:: INFORMATION SHOWN ::

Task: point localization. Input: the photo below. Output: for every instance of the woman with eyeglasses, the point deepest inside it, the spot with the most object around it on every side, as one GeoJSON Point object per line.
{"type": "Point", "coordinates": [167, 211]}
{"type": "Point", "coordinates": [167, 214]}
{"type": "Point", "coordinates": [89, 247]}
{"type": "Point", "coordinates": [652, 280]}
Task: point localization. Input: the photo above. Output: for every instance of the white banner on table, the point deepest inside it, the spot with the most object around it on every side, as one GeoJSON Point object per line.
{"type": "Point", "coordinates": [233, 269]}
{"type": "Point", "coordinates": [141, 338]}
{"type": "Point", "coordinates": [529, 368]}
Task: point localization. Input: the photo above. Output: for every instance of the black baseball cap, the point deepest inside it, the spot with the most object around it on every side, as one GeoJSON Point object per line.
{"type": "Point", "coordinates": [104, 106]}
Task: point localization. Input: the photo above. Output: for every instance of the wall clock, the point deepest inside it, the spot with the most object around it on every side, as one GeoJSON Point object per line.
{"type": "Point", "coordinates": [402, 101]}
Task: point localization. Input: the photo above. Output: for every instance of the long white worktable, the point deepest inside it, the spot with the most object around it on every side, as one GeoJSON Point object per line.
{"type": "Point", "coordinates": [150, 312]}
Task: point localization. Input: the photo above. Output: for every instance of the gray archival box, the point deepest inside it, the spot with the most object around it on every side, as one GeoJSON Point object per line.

:::

◆ **DIRECTIONS FOR THIS TASK**
Return only the lines running from the line with "of the black" to the last line of the records, both included, exactly as written.

◆ **THE OUTPUT**
Task: point localization. Input: the photo above. Output: for every instance of the black baseball cap, the point deepest inside it, the spot with the most object around it on every side, as one GeoJSON Point object per line.
{"type": "Point", "coordinates": [104, 106]}
Task: point localization. Input: the photo above. Output: for every instance of the wall clock, the point deepest inside it, the spot with the most object around it on every side, as one GeoJSON Point object per line.
{"type": "Point", "coordinates": [402, 101]}
Task: point localization. Input: the photo above. Output: for every instance of the long white worktable, the point deepest inside it, the spot with the most object around it on every side, as one GeoJSON Point object per line.
{"type": "Point", "coordinates": [150, 312]}
Task: point localization. Input: the photo above. Output: for every instance of the gray archival box, the point deepest inside it, the spot with the most object around it on every side, as one GeoJSON Point object per line.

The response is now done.